===== Belge kesiti

Yine tarihi bir dönemeç…
Yine haklarımızı savunmak ve haklılığımızı ispat etmek için bir sınavdayız…
Bunca yıldır söylenmemiş ve konuşulmamış hiçbir mesele kalmayan bir konu hakkında, yeni bir söz, yeni bir çıkış yolu arıyoruz.
Yeni bir söz etmek isteyenlerin ağzını kapatmak isteyenlere inat bu söz elbette Cenevre’de masaya konacaktır.
İçimizde bazılarının duymaya bile tahammül edemediği “KKTC’nin tanınma hayali” yine gündemde.
“Hayal” diyorum çünkü bugüne kadar zihinlerde canlandırılan ancak bir kez ete kemiğe büründürülmeyen bir istek bu.

==========

# Görev 1
Belge kesitine göre yeni söz nerede masaya konacaktır?
# Görev 2
KKTC'nin tanınması üzerine yazılan metni son cümlesinden sonra sürdürün.

===== Veri kümesi kesiti

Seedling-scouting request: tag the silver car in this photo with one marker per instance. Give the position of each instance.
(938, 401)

==========

# Yanıt 1
Cenevre'de.

# Yanıt 2
İngiliz basınında yazınca meseleyi ciddiye alan bazı aydınlarımızın yine etekleri tutuştu.
BM Güvenlik Konseyi kararları… diyerek söze çoktan başladılar bile… KKTC’nin bırakın tanınmayı gündemine almasını, hayal etmesini bile yasaklamak istiyorlar.
Kendi ütopik dünyalarında sınırların kalkmasından tutun da hayal etmedik şey bırakmayan bu aydınlar, KKTC’nin tanınma ihtimalinden neden bu kadar korkuyor?
Amerikalı Yazar Paul Auster’in güzel bir sözü var:
“Her şey bir hayalle başlar; sonra hayali gerçekleştirme işi, hayali kurana kalır. Her gün yüzlerce hayal kurar insan ve hiç biri gerçek olmaz. Ama bir gün bir gerçek yaşarsın, hiçbir hayale sığmaz…”
Peki söyleyin bakalım… Bize düşüncesi bile yasaklanan bu hayali, yani KKTC’yi nasıl tanıtacağız?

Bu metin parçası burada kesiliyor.